▸ ESERCIZIO ASSEGNATO 1: Estrai dal brano sul desiderio il passaggio che parte dalle parole "Tutto inizia sempre" e si chiude dopo "oltre noi stessi.", copiandolo senza alcuna modifica.

::: BRANO DI LETTURA

Tutto inizia sempre da una mancanza.
La parola desiderio deriva dal latino ed è composta dal prefisso “de-”, che ha un’accezione privativa, e dal sostantivo sidus, sideris, che significa “stella”. Desiderare vuol dire quindi “sentire la mancanza delle stelle”, avvertire l’assenza di qualcosa di alto, di grande e soprattutto di un orizzonte che vada oltre la nostra attuale condizione e in qualche modo anche oltre noi stessi.
Il desiderio, infatti, si distingue dal bisogno, che è qualcosa che riguarda invece esclusivamente le necessità fisiche o psicologiche e che solitamente sentiamo come impellente, da soddisfare il più rapidamente possibile per non compromettere il nostro equilibrio psico-fisico. Ho bisogno di bere acqua, altrimenti vado in uno stato di disidratazione. Ho bisogno di soldi, altrimenti non posso pagare l’affitto. Ho bisogno di rallentare il mio ritmo di vita, altrimenti l’ansia mi consumerà.

::::::

▸ ESERCIZIO ASSEGNATO 2: Nei record, riscrivi soltanto le righe dalla riga che contiene "of the skyscraper" fino a quella che contiene "point(354, 222)", entrambe incluse e con le richieste. Moltiplica per 0,2 ogni coordinata delle risposte, arrotondando all'intero con le metà per eccesso.

::: MATERIALE DI INPUT

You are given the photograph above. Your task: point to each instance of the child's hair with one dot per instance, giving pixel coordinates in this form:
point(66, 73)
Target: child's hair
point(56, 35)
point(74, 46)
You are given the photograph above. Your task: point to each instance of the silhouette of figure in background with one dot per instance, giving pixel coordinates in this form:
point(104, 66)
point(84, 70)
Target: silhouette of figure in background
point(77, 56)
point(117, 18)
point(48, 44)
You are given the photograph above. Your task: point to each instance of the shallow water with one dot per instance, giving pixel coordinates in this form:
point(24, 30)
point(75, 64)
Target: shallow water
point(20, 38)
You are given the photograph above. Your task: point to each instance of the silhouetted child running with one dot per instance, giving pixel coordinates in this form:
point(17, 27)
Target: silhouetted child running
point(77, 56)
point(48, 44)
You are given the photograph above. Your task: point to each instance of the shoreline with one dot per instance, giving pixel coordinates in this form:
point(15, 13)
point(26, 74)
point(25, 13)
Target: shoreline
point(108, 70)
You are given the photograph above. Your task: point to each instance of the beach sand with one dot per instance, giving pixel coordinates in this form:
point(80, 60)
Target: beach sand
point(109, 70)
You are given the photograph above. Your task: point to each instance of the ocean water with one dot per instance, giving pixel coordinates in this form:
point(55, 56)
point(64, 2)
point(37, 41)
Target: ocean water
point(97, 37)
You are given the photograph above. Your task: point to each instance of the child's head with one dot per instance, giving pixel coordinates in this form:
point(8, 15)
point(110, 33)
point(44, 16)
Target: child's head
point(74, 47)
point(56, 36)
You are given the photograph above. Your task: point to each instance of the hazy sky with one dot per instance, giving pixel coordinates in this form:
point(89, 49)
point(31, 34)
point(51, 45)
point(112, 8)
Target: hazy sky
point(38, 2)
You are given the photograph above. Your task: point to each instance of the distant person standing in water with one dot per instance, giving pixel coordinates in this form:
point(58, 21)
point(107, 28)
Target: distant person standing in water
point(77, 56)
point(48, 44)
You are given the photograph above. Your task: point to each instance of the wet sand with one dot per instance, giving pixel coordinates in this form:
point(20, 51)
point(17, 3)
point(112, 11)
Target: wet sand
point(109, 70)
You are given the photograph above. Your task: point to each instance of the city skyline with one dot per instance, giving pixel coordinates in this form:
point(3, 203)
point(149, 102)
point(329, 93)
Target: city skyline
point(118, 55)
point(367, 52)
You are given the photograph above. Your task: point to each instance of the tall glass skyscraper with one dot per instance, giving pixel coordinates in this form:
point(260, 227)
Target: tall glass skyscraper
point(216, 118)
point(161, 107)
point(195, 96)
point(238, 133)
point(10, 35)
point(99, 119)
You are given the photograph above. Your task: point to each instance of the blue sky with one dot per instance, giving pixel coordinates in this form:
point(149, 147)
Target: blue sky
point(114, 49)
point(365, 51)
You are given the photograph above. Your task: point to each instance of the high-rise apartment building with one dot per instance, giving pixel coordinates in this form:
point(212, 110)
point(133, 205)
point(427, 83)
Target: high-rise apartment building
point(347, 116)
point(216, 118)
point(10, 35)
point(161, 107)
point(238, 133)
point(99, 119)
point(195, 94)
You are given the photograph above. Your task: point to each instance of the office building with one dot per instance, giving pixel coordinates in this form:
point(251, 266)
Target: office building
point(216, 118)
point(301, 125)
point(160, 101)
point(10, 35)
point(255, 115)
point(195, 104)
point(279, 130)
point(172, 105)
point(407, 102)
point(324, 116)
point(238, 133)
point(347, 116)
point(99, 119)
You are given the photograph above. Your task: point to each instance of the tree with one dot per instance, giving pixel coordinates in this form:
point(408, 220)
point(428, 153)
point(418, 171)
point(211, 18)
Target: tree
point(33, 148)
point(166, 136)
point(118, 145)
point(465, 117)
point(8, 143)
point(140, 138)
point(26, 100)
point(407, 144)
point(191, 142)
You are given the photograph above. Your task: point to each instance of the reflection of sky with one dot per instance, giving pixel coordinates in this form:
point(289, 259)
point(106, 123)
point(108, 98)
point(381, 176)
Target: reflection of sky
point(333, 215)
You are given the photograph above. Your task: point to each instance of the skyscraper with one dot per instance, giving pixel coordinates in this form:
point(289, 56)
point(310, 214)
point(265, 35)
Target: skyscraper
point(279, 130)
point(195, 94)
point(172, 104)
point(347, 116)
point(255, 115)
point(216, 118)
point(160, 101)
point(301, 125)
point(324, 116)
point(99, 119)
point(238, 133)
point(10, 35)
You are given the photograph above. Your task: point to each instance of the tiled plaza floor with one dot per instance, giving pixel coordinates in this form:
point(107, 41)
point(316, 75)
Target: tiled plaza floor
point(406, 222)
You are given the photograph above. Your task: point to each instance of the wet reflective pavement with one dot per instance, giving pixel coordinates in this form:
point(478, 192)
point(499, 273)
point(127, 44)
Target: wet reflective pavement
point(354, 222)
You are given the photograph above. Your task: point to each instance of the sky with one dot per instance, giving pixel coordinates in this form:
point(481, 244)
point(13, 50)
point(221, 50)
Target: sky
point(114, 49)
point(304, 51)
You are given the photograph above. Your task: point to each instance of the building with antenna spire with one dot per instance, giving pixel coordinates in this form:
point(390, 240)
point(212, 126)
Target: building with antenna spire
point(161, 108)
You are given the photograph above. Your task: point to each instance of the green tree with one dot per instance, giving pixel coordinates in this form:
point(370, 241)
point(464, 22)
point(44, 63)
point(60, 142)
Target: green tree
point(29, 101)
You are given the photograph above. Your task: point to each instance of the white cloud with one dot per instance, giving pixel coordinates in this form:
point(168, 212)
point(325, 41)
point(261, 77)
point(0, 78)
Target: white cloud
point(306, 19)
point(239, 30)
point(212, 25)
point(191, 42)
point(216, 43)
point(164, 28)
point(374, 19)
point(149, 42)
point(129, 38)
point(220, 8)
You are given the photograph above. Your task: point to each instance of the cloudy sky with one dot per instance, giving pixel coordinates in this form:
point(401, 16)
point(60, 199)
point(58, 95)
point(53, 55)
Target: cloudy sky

::::::

▸ OUTPUT COMPLETO 1:
Tutto inizia sempre da una mancanza.
La parola desiderio deriva dal latino ed è composta dal prefisso “de-”, che ha un’accezione privativa, e dal sostantivo sidus, sideris, che significa “stella”. Desiderare vuol dire quindi “sentire la mancanza delle stelle”, avvertire l’assenza di qualcosa di alto, di grande e soprattutto di un orizzonte che vada oltre la nostra attuale condizione e in qualche modo anche oltre noi stessi.

▸ OUTPUT COMPLETO 2:
You are given the photograph above. Your task: point to each instance of the skyscraper with one dot per instance, giving pixel coordinates in this form:
point(289, 56)
point(310, 214)
point(265, 35)
Target: skyscraper
point(56, 26)
point(39, 19)
point(34, 21)
point(69, 23)
point(51, 23)
point(43, 24)
point(32, 20)
point(60, 25)
point(65, 23)
point(20, 24)
point(48, 27)
point(2, 7)
You are given the photograph above. Your task: point to each instance of the tiled plaza floor with one dot per instance, giving pixel coordinates in this form:
point(107, 41)
point(316, 75)
Target: tiled plaza floor
point(81, 44)
You are given the photograph above. Your task: point to each instance of the wet reflective pavement with one dot per instance, giving pixel coordinates in this form:
point(478, 192)
point(499, 273)
point(127, 44)
Target: wet reflective pavement
point(71, 44)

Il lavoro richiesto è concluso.